WHAT YOU ARE ASKED TO DO - Reproduce the records verbatim, starting at the line that contains "Where can the green" and continuing to the end of the records, with both ends included.

# # # #

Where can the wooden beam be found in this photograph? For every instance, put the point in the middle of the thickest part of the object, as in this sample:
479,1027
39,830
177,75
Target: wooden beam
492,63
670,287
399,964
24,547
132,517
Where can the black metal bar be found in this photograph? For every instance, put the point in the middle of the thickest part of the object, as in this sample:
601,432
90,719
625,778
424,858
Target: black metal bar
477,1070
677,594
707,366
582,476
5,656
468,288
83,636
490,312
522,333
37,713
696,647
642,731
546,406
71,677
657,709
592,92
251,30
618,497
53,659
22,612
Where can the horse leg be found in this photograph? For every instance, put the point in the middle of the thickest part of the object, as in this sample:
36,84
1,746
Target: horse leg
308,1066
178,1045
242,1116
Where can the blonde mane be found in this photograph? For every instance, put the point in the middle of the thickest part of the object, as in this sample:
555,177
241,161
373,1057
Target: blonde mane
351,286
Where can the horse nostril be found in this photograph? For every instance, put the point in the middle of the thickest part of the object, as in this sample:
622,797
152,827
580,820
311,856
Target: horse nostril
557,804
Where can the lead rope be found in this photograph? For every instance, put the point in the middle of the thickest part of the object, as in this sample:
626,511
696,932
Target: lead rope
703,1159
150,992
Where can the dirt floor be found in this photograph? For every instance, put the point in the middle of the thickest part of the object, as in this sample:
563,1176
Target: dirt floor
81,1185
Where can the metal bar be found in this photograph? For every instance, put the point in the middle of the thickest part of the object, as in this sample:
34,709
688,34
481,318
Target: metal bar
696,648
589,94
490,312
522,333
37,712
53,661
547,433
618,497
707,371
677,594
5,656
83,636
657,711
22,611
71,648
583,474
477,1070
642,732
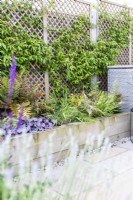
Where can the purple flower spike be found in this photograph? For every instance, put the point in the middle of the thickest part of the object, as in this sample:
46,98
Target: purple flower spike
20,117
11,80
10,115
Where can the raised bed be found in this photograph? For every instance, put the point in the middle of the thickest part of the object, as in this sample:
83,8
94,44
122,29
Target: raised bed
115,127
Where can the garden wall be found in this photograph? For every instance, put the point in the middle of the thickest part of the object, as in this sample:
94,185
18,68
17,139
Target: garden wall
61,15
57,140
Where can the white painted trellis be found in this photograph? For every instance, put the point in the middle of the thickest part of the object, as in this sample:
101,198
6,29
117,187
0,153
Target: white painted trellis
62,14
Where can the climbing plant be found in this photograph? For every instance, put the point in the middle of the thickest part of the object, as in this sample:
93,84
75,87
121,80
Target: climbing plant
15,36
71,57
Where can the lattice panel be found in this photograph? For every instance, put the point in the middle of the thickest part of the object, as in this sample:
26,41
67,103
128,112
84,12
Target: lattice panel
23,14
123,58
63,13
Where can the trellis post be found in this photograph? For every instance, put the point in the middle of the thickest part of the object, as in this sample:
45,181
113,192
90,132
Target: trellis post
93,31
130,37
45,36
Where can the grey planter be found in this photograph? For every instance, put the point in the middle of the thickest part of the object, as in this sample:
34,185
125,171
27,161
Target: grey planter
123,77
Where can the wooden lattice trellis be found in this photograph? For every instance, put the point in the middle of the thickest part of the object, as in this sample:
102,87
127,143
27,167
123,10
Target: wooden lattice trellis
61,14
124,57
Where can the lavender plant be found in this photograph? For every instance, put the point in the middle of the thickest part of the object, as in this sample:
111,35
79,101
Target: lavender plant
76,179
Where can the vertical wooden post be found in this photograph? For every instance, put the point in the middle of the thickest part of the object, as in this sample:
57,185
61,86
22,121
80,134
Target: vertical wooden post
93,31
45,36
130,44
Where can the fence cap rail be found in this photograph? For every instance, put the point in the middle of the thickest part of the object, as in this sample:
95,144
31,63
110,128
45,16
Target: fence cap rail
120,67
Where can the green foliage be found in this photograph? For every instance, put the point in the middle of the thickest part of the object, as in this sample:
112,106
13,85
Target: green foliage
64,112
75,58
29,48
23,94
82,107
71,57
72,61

# # # #

WRITTEN REPLY -
Where can the green foliage be found in this photograph? For every instance, put the point in the middle of the thickest part of the object, as in this sample:
112,106
13,85
Target: green foliage
64,112
75,58
29,48
23,94
82,107
71,57
72,61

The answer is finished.